• [GOAL]
In the Zookeeper text below, rewrite the passage from the words "At first it" through "the same resource.", replacing "Hadoop ecosystem" with "Hadoop stack".

• [READING TEXT]
Apache Zookeeper is a centralized service for distributed systems to a hierarchical key-value store, which is used to provide a distributed configuration service, synchronization service, and naming registry for large distributed systems.“ ZooKeeper is a centralized service for maintaining configuration information, naming, providing distributed synchronization, and providing group services. All of these kinds of services are used in some form or another by distributed applications. Each time they are implemented there is a lot of work that goes into fixing the bugs and race conditions that are inevitable. Because of the difficulty of implementing these kinds of services, applications initially usually skimp on them ,which make them brittle in the presence of change and difficult to manage. Even when done correctly, different implementations of these services lead to management complexity when the applications are deployed. “ [1]

At first it is hard to visualize the role of Zookeeper as a component in the Hadoop ecosystem so let’s examine a couple of the services and constructs that it provides to distributed computing applications:

  • Locks: Zookeeper provides mechanisms to create an maintain globally distributed lock mechanisms, this allows applications to maintain transaction atomicity for any kind of object by ensuring that at any point in time no two clients or transactions can hold a lock on the same resource.
  • Queues:  Zookeeper allows distributed applications to maintain regular FIFO and priority-based queues where a list of messages or objects is held by  a Zookeeper node that clients connect to to submit new queue member as well as to request  a list of the members pending processing. This allows applications to implement asynchronous processes where a unit of processing is placed on a queue and processed whenever the next worker process is available to take on the work.

• [DATA SUPPLIED]
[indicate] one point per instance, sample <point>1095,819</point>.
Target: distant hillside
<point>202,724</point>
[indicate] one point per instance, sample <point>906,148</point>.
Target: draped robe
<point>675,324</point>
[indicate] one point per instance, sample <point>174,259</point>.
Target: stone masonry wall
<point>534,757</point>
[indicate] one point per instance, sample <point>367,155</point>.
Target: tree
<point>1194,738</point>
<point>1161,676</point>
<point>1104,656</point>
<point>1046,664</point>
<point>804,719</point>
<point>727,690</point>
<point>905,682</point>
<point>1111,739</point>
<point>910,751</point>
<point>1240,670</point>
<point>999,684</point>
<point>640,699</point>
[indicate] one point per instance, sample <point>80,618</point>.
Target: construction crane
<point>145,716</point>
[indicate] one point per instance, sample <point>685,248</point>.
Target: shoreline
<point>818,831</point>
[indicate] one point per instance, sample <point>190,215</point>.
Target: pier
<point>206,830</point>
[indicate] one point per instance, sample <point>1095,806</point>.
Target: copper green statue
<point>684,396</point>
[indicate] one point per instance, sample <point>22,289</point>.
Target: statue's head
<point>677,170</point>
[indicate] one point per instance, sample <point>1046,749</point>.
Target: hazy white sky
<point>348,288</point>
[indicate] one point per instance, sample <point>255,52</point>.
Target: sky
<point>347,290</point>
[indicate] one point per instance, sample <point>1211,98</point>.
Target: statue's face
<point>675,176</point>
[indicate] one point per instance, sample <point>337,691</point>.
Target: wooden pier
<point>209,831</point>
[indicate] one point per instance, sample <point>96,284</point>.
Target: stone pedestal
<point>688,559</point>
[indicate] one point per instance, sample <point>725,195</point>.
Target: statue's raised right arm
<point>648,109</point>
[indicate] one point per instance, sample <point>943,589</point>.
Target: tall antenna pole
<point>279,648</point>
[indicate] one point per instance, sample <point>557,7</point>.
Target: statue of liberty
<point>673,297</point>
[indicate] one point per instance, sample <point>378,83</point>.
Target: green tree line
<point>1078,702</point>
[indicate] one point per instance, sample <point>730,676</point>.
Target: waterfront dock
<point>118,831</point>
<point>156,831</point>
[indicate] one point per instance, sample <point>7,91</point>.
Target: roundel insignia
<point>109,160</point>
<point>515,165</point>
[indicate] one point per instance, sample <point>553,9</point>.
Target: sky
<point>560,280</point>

• [RESULT]
At first it is hard to visualize the role of Zookeeper as a component in the Hadoop stack so let’s examine a couple of the services and constructs that it provides to distributed computing applications:

  • Locks: Zookeeper provides mechanisms to create an maintain globally distributed lock mechanisms, this allows applications to maintain transaction atomicity for any kind of object by ensuring that at any point in time no two clients or transactions can hold a lock on the same resource.